> **Information supplied**
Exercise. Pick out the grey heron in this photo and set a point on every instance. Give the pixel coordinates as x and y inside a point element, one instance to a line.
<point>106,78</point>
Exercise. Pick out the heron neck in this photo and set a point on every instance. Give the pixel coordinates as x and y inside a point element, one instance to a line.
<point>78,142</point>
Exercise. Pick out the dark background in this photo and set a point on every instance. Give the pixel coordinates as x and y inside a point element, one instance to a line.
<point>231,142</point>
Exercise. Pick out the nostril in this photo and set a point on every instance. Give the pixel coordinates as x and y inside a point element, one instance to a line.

--

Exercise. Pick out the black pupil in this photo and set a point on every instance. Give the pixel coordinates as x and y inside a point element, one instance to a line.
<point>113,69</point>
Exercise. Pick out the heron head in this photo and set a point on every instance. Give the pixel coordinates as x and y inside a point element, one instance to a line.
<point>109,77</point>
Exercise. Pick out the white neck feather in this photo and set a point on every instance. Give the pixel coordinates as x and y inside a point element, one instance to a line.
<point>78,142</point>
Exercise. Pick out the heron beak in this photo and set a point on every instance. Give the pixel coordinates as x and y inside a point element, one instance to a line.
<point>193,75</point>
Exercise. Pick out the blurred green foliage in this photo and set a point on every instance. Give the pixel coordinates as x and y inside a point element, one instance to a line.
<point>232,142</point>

> **Problem to work on**
Pull out each line in the records above that contains the string "pixel". Case counts.

> **Output for this task**
Exercise. Pick out the grey heron in this photo and set a point on every instance. Give the pixel coordinates as x and y inside a point element, one instance to a line.
Exercise. Pick out the heron neck in this photo and set a point on every instance. Give the pixel coordinates as x and y inside a point element, one instance to a line.
Exercise. Pick out the dark background in this photo and set a point on every instance. Give the pixel coordinates as x and y inside a point element, one instance to a line.
Exercise. Pick out the nostril in this photo and set a point on every instance. Give the pixel coordinates as x and y inside a point element, one instance to a line.
Exercise. Pick out the black pupil in this photo and set a point on every instance. Give the pixel coordinates as x and y inside a point element, one instance to a line.
Exercise. Pick out the heron head in this photo and set a point on every instance. Give the pixel coordinates as x and y inside a point element, one instance to a line.
Exercise. Pick out the white neck feather in this photo and set a point on every instance. Give the pixel coordinates as x and y inside a point element, one instance to a line.
Exercise. Pick out the heron beak in this photo and set a point on every instance. Give the pixel coordinates as x and y inside a point element, one instance to a line.
Exercise. Pick out the blurred green foliage in this photo and set a point on every instance. Give the pixel coordinates as x and y inside a point element, one instance to a line.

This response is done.